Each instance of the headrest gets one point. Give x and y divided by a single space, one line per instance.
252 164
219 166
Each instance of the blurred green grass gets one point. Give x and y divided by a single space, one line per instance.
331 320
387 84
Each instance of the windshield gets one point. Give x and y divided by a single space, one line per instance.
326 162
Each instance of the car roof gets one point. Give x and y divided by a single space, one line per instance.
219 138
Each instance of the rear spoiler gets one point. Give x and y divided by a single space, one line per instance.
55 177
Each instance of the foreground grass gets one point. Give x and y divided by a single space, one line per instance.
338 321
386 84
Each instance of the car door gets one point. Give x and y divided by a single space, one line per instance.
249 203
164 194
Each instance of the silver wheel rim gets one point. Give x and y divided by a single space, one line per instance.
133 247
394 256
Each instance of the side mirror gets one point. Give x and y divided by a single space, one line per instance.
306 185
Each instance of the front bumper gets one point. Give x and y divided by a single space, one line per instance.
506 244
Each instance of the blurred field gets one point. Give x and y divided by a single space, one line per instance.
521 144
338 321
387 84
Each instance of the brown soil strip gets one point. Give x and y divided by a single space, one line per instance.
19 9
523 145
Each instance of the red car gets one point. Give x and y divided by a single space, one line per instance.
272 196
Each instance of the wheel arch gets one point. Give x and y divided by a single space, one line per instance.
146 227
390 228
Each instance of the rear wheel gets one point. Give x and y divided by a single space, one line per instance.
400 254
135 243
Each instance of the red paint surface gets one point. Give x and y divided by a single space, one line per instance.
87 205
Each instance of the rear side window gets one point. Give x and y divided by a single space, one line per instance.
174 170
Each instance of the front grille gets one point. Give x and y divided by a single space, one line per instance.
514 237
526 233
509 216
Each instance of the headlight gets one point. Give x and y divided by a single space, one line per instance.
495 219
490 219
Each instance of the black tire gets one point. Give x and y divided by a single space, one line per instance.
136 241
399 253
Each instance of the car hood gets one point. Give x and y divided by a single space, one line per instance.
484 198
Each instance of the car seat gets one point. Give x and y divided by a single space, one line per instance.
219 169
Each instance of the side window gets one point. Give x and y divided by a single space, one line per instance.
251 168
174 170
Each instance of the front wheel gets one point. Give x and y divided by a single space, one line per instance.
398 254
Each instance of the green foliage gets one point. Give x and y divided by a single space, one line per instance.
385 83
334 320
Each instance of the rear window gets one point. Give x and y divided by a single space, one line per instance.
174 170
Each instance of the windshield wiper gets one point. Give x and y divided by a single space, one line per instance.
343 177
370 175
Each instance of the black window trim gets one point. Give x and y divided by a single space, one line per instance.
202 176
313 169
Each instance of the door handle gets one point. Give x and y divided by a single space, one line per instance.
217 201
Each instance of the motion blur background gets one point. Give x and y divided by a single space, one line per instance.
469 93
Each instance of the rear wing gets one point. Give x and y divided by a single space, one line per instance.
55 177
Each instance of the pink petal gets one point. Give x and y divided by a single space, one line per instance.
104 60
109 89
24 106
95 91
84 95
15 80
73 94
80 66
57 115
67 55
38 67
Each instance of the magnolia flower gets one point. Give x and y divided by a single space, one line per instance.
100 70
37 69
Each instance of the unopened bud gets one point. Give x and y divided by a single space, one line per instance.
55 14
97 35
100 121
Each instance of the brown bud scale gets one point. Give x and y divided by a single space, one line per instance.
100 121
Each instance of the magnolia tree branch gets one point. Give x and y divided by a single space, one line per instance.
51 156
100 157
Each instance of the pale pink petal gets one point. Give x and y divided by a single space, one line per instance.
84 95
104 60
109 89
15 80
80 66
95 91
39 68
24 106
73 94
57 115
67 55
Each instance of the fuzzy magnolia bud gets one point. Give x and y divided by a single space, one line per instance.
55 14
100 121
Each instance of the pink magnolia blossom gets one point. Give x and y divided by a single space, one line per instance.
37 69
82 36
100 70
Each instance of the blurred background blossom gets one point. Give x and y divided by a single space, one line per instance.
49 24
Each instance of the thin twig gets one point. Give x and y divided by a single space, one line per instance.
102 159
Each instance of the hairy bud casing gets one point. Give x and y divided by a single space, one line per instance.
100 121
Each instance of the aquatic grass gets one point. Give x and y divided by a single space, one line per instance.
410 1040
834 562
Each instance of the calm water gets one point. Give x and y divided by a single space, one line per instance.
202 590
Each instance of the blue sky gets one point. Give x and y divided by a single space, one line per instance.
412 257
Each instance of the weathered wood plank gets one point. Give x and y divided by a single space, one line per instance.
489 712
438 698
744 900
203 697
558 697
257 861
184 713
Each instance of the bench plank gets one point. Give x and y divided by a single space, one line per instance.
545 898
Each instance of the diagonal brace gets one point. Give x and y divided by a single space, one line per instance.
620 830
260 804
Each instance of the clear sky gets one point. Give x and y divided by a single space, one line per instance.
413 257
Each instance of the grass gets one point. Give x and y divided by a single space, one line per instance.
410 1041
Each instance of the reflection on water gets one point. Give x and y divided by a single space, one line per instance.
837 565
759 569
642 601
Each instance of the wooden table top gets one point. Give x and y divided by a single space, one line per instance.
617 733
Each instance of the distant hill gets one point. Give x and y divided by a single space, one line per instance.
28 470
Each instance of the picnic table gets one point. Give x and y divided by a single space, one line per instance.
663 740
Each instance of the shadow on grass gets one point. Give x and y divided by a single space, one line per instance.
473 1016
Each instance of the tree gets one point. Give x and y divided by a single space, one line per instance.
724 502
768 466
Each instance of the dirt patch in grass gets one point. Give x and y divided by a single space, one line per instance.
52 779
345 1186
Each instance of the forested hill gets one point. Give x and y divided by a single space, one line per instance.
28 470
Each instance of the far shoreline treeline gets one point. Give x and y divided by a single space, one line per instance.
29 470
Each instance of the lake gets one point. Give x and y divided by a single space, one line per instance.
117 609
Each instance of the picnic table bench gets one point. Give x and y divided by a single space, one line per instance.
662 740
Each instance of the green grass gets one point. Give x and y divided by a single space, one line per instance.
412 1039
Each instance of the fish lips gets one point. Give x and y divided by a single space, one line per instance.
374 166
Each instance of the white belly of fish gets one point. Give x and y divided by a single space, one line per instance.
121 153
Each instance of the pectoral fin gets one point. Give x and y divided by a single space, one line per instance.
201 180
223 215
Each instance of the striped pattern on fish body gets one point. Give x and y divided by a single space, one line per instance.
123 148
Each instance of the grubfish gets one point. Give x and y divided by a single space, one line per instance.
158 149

::::::::

▶ YOUR TASK: The full set of entries above needs to be restated word for word.

▶ ANSWER TO THIS PROBLEM:
Each instance of the headrest gets one point. Give x and y divided by a single space, one line per instance.
252 164
219 166
Each instance of the blurred green grass gets one point. Give x and y divided by a single space, one line per instance.
331 320
387 84
Each instance of the windshield gets one point. Give x and y divided by a single space, one line per instance.
326 162
Each instance of the car roof gets one point. Give x and y divided by a single space, one line per instance.
219 138
Each instance of the rear spoiler gets one point. Give x and y divided by a single space, one line per instance.
55 177
Each instance of the foreground grass gets one point. Give x and y divided by a single space, one line per instance.
338 321
386 84
Each instance of the car door gets one point. Give x and y divided by a single space, one line per instance.
249 203
164 194
Each instance of the silver wheel rim gets one point. Give x and y divided by a single space, one line per instance.
133 247
394 256
Each instance of the side mirror gets one point. Give x and y divided by a single space, one line per instance.
306 185
Each instance of the front bumper gets one point. Give x and y divided by a single space, one line per instance.
506 244
Each instance of the blurred field gets one point. Give x and y divided by a single space, one line per instance.
521 144
338 321
387 84
Each instance of the brown soil strip gets one point. Give x and y divided by a single space, one line per instance.
19 9
523 145
Each instance of the red car gets one point. Give x and y divided by a single space, one line per instance.
272 196
Each instance of the wheel arch gets one point. Give x and y divided by a single space, one line per instance.
146 227
390 228
Each instance of the rear wheel gets one point. Give x and y divided by a single space, one line per instance.
400 254
135 243
Each instance of the red paint surface gets one point. Give x and y divided by a single space, one line per instance.
87 205
Each instance of the rear side window gets one point. Give x and y divided by a single space, one line per instance.
174 170
Each instance of the front grille gets one point. Give x and y divided by a single space, one line per instance.
514 237
526 233
509 216
Each instance of the headlight gets one point. Give x and y divided by a single space, one line per instance.
495 219
490 219
Each instance of the black tire gets one point. Give x and y divided by a single space, one line per instance.
136 241
399 253
Each instance of the car hood gets one point. Give x and y divided by a single space, one line per instance.
484 198
Each instance of the car seat gets one point. Give x and y divided by a single space, one line per instance.
219 169
Each instance of the side window gets one point. Give x and y divided by a single space, one line per instance.
251 168
174 170
Each instance of the front wheel gets one point. Give x and y divided by a single space, one line per instance.
398 254
Each instance of the green foliage gets one point. Give x and y divided by a single space, one line per instance.
385 83
334 320
Each instance of the rear window gets one point. Give x and y divided by a single space, one line per instance.
174 170
Each instance of the windshield wiper gets one point. Give x and y divided by a single space, one line per instance.
343 177
370 175
Each instance of the black window trim gets one point. Give x and y divided by a single space, one line per instance.
202 176
313 169
Each instance of the door handle gets one point. Give x and y divided by a single space, one line per instance.
217 201
Each instance of the motion blur background gets one point. Give x and y divided by a single space, one line per instance.
469 93
Each instance of the rear wing gets one point. Give x and y divided by a single space, one line per instance.
55 177
Each instance of the pink petal gets one point. Give x and y divided by a single space, one line per instance.
104 60
109 89
24 106
95 91
84 95
15 80
73 94
80 66
57 115
67 55
38 67
Each instance of the magnolia flower gets one point. Give x and y divided by a single space, one line per instance.
100 70
37 69
Each instance of the unopened bud gets one point. Give x and y divided by a single space, one line per instance.
55 14
97 35
100 121
Each instance of the brown bud scale gets one point. Give x and y divided by a single space, one line per instance.
100 121
Each instance of the magnolia tree branch gets one point. Give x and y divided by a single space, one line per instance.
51 156
100 157
Each instance of the pale pink petal gets one point. Give x and y divided by a single space, one line per instance.
84 95
104 60
109 89
15 80
80 66
95 91
39 68
24 106
73 94
57 115
67 55
Each instance of the fuzzy magnolia bud gets one point. Give x and y divided by a single space, one line per instance.
55 14
100 121
Each instance of the pink magnolia blossom gets one point. Give x and y divided by a single space, one line per instance.
37 69
82 36
100 70
Each instance of the blurred background blossom gets one point. Give x and y divided by a single space, one line per instance.
49 24
Each instance of the thin twig gets one point. Give x and y divided by a single space, one line per instance.
102 159
Each instance of the hairy bud casing gets one point. Give x and y divided by a single space, one line per instance.
100 121
Each instance of the aquatic grass gets one point. Give x and y divided by a single space, one line per instance.
410 1040
834 562
Each instance of the calm water gets one point. Give x and y divided by a single space, one line per instance.
202 590
Each instance of the blue sky gets one point. Give x and y divided by a single space, one line per instance.
412 257
Each instance of the weathered wood plank gets one point. Give x and y divided by a single space, one line per instance.
489 712
438 698
744 900
203 697
558 697
257 861
184 713
Each instance of the bench plank gets one point. Give x and y divided by a single space, one line per instance.
545 898
Each instance of the diagonal brace gets one point. Give x and y divided by a single space, one line per instance.
620 830
260 804
Each instance of the clear sky gets one point. Give x and y divided by a single space, one line per instance.
413 257
Each instance of the grass gets one point. Give x and y divided by a single space, one line per instance.
410 1041
Each instance of the reflection on water gets one point. Give x and y divided by a single space, one line per instance.
837 565
759 569
642 601
Each instance of the wooden table top gets one point. Give x and y divided by a single space, one line per instance.
617 733
Each instance of the distant hill gets one point. Give x and y divided by a single space, one line per instance.
28 470
Each instance of the picnic table gets one point. Give x and y divided by a single space, one line per instance.
663 740
Each instance of the shadow on grass gets one point. Give x and y divided by a single space, one line per instance.
473 1016
Each instance of the tree gets one point. Give x and y divided by a single space, one line per instance.
724 502
768 466
Each instance of the dirt patch in grass gets one point. Give x and y divided by a single space, one line per instance.
52 779
345 1186
Each instance of the forested hill gets one point. Give x and y divided by a single space, one line per instance.
28 470
Each instance of the far shoreline treeline gets one point. Give x and y divided by a single space, one line per instance.
29 470
Each instance of the lake gets one point. Give x and y divided by a single space, one line per instance.
117 609
Each instance of the picnic table bench gets one point. Give x and y divided by a single space, one line per instance.
662 740
Each instance of the green grass gets one point. Give x and y divided by a single space, one line per instance.
412 1039
Each instance of the fish lips gets one point. Give x and y divided by a single space, one line per instance.
374 166
Each instance of the white belly of fish gets one point. Give x and y divided by a single space, one line per instance.
121 153
Each instance of the pectoral fin gets one point. Give x and y divided by a single space, one line per instance.
201 180
223 215
Each instance of the striped pattern on fish body gets one point. Give x and y divided by a single space, one line per instance.
123 148
Each instance of the grubfish gets one point. Give x and y divided by a single space, one line per instance.
158 149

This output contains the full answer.